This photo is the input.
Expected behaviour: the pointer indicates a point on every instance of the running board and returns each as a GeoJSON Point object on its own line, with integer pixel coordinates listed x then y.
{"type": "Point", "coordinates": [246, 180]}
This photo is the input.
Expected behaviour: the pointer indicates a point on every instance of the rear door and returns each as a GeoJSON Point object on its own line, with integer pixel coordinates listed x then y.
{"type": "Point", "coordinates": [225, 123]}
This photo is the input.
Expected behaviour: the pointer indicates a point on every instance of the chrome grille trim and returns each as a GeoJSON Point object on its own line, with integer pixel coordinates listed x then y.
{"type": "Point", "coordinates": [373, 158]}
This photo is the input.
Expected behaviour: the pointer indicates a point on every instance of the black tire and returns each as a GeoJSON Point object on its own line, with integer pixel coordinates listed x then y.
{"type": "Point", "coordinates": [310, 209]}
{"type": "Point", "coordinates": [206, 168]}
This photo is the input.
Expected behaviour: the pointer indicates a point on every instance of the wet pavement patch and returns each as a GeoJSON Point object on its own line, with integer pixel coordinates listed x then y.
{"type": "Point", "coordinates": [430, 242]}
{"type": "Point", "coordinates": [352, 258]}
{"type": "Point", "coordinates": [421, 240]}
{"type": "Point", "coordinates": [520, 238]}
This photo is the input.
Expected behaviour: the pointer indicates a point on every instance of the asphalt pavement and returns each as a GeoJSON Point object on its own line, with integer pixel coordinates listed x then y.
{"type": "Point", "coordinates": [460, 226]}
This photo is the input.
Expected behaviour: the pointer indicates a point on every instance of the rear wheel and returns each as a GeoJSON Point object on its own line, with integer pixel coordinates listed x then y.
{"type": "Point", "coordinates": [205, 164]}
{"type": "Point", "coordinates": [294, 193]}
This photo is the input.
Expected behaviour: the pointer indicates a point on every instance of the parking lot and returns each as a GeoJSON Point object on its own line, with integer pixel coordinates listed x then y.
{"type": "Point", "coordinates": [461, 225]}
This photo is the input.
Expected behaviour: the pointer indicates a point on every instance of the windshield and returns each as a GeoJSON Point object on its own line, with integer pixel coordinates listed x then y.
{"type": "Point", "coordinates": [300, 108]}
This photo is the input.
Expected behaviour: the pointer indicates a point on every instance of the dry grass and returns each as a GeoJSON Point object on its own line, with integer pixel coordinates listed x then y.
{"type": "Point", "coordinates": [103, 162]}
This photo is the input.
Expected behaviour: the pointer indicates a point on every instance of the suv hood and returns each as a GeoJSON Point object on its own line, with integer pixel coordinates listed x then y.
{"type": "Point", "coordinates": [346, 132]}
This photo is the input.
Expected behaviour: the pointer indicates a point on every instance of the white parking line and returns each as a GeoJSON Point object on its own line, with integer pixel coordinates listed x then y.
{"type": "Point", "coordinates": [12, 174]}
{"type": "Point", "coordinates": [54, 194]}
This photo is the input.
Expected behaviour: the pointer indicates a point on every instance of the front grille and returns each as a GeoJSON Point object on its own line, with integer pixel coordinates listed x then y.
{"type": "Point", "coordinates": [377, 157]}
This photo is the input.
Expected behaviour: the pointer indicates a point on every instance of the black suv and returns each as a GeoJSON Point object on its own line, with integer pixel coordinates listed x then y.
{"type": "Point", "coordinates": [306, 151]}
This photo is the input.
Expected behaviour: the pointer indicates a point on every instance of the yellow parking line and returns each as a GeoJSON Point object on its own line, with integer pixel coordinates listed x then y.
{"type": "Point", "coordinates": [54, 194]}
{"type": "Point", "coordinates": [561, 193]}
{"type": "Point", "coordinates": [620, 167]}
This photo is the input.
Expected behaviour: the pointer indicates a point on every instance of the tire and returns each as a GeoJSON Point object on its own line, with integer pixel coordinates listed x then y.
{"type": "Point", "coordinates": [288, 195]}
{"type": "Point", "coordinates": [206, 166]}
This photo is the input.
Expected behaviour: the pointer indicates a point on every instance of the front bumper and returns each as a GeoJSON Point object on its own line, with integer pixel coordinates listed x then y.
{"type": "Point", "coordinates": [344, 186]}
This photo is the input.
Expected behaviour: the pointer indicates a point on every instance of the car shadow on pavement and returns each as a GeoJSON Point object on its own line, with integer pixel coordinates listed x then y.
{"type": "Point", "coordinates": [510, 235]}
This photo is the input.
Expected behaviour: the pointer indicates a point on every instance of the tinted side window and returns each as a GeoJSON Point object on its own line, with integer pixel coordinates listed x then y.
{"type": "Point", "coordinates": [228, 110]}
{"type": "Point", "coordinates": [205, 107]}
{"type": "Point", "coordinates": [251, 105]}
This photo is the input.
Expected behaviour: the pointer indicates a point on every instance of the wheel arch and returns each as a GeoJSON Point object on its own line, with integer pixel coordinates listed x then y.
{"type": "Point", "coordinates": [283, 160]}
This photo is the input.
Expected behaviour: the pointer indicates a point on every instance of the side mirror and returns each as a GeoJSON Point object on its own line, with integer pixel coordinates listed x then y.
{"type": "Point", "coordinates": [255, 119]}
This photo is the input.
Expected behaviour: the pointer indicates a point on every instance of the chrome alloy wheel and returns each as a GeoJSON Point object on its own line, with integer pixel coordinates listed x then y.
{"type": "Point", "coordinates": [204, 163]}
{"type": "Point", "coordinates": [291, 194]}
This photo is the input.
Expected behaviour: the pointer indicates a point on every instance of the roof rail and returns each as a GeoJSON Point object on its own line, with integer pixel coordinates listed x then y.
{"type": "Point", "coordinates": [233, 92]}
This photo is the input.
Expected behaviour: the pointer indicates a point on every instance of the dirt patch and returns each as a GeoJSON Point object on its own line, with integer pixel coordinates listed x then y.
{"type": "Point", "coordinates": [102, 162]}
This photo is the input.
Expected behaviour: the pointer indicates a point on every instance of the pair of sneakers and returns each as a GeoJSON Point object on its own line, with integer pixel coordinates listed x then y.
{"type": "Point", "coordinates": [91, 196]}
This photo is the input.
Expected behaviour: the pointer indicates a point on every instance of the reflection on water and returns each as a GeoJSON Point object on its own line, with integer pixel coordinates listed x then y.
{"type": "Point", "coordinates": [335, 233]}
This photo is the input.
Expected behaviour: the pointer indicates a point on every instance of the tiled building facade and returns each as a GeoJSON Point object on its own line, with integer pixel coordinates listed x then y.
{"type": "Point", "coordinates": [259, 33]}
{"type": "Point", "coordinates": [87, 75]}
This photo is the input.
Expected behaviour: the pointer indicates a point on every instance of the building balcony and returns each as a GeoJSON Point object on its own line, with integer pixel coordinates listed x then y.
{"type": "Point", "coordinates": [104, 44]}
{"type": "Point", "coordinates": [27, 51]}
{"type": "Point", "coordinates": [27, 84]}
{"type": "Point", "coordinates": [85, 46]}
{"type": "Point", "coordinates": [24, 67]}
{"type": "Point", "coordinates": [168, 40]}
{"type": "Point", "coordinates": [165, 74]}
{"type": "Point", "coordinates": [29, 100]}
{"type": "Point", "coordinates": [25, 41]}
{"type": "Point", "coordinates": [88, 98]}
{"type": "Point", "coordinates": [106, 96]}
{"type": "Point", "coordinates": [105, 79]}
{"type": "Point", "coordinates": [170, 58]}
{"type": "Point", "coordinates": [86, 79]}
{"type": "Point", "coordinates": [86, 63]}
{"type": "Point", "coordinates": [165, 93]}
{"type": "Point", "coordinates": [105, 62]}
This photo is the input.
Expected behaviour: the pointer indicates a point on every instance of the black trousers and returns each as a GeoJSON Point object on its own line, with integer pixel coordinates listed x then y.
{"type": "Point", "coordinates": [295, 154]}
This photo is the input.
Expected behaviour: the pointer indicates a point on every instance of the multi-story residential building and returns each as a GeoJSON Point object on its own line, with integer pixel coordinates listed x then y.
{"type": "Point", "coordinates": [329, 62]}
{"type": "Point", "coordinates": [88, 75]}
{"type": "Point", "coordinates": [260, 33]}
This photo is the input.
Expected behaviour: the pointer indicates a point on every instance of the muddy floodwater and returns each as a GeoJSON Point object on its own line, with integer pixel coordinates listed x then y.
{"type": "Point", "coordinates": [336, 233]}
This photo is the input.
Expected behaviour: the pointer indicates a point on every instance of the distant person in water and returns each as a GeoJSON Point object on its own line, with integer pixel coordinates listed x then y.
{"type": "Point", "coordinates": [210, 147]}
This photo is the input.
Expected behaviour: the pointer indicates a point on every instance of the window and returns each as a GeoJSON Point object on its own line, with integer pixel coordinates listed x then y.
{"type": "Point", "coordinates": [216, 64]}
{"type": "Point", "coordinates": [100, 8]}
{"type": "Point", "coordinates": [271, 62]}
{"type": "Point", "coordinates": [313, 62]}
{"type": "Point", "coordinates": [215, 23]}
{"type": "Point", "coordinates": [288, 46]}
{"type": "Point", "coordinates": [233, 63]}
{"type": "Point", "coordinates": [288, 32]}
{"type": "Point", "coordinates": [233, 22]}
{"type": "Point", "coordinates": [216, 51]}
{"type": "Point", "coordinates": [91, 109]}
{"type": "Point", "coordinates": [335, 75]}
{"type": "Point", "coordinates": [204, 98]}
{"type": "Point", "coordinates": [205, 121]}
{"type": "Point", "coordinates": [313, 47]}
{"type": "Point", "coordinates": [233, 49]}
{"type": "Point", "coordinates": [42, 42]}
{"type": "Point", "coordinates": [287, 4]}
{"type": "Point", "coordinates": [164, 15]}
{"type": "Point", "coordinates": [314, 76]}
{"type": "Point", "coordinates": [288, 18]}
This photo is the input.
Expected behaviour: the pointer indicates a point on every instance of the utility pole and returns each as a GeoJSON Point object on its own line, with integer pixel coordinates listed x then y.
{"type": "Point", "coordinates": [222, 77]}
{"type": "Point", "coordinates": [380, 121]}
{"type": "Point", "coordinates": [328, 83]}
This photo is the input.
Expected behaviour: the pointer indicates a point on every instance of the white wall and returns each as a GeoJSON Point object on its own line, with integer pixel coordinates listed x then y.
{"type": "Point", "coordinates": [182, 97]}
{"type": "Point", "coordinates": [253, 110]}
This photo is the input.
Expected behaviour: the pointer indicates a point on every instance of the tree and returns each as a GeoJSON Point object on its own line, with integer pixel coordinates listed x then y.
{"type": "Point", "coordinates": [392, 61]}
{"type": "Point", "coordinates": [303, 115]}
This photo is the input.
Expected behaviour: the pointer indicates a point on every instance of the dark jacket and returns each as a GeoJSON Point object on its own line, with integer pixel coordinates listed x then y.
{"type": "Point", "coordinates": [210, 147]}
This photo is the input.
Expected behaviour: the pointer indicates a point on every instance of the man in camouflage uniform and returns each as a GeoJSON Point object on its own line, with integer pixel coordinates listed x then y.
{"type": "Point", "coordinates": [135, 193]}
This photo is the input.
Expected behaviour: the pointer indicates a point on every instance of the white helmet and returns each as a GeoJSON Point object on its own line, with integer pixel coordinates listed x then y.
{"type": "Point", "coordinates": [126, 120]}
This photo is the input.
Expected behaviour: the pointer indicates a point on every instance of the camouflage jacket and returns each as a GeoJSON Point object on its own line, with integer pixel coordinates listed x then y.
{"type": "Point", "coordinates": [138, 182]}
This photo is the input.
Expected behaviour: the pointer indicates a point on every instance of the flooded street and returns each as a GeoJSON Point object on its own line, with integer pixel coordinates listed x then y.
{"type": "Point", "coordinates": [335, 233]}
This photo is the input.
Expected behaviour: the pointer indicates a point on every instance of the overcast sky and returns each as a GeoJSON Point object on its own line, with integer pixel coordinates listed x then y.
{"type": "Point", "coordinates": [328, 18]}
■ ■ ■ ■ ■ ■ ■
● **SET PROBLEM**: How many lines in the listing above contain the string "rear"? Reply with the number only.

● **TASK RESULT**: 2